### WORK ITEM
Type out each record word for word. Pictures stay out.

### RECORDS FOR THIS EXERCISE
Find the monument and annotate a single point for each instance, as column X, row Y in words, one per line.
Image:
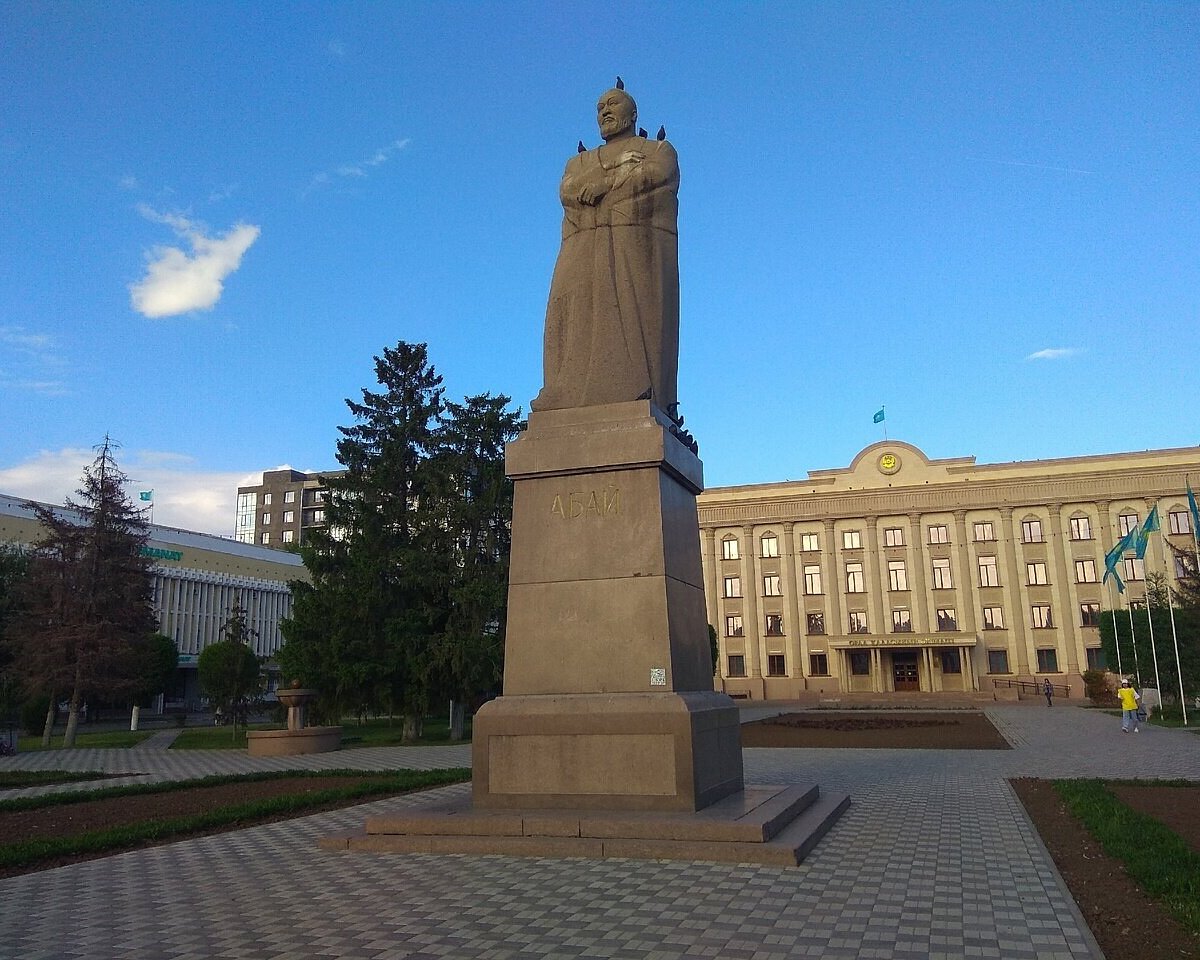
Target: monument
column 609, row 738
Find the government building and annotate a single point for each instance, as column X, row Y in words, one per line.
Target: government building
column 197, row 577
column 906, row 574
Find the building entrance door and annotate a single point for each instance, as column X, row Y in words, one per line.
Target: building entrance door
column 904, row 671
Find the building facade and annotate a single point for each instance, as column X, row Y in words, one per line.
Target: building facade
column 196, row 580
column 901, row 574
column 282, row 509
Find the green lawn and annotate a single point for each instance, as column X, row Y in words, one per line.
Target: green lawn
column 376, row 732
column 1155, row 857
column 111, row 738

### SOLUTION FOR THIS PROBLEM
Find the monument and annotate a single point for each instance, as column X, row Y in words, one per line.
Image:
Target: monument
column 609, row 738
Find the government building and annotate a single point for each instance, as column X, row Y in words, one per line.
Target: government building
column 197, row 577
column 906, row 574
Find the building entrance door and annotate a single point for each instance, as column X, row Y in words, one per line.
Target: building entrance door
column 904, row 671
Find the building facade and annotate a single point for each instance, as column X, row Y in words, one per line.
Target: building facade
column 196, row 580
column 901, row 574
column 282, row 509
Find the green lawn and annotate a single point for each instance, as column X, row Y in words, one per line.
Target: green lawn
column 376, row 732
column 1155, row 857
column 111, row 738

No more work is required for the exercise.